(What is required): Pull out every line of the material that contains the word "flower", matching case exactly.
***** Records provided
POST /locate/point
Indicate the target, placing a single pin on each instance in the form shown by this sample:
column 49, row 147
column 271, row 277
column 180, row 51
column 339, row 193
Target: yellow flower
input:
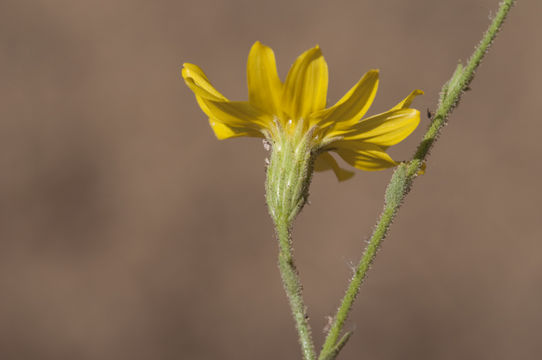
column 275, row 108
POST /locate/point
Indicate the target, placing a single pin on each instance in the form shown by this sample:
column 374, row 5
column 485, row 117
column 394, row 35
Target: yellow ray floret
column 301, row 101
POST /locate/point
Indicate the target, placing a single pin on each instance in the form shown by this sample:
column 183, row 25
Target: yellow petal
column 305, row 89
column 325, row 161
column 235, row 114
column 385, row 129
column 408, row 100
column 223, row 131
column 199, row 84
column 264, row 86
column 364, row 156
column 352, row 106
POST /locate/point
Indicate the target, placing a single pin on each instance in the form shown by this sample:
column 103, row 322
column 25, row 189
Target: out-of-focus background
column 127, row 231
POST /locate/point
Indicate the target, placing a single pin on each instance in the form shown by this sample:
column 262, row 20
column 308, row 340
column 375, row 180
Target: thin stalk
column 292, row 286
column 405, row 174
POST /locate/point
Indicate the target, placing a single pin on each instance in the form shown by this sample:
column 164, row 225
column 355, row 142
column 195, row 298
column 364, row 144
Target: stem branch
column 405, row 174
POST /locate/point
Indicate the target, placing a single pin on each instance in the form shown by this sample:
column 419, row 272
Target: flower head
column 276, row 110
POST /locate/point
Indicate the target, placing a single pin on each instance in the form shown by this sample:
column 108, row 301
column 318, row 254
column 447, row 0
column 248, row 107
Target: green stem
column 288, row 178
column 405, row 174
column 293, row 288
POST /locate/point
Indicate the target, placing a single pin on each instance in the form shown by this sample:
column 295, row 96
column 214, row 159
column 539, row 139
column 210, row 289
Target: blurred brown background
column 127, row 231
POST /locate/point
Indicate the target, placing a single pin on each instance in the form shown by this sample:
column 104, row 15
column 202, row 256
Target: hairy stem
column 405, row 174
column 288, row 178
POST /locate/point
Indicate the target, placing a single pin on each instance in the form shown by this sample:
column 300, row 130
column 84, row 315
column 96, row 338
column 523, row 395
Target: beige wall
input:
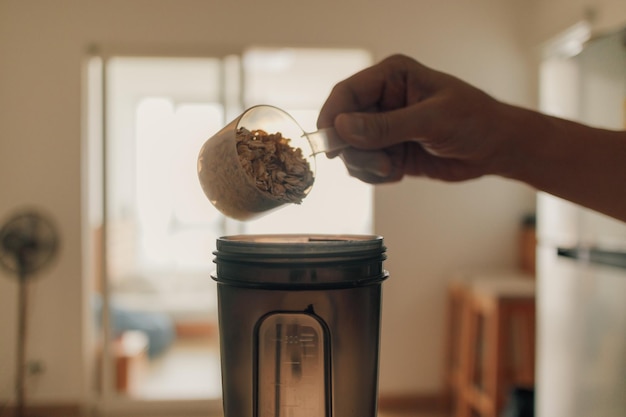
column 430, row 228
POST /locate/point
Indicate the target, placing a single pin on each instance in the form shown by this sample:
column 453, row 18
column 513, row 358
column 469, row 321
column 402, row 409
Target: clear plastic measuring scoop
column 260, row 161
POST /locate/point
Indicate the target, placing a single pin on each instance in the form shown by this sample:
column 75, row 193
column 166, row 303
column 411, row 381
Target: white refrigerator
column 581, row 256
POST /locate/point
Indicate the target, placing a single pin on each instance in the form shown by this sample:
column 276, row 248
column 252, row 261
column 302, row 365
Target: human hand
column 402, row 118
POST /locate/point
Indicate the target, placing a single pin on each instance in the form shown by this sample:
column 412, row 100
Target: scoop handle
column 325, row 140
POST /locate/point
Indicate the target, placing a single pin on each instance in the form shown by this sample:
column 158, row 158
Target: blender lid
column 300, row 261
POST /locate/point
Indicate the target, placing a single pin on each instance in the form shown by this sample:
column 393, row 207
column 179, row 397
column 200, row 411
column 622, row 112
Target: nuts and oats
column 246, row 173
column 277, row 168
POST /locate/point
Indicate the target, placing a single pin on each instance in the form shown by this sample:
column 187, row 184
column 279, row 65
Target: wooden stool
column 457, row 292
column 497, row 343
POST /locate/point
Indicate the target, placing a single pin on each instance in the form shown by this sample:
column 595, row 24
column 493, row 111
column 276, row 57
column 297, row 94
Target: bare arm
column 579, row 163
column 403, row 118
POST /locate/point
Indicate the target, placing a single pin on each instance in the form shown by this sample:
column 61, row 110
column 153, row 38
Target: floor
column 190, row 369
**********
(The solution):
Target: yellow flower
Target: flower head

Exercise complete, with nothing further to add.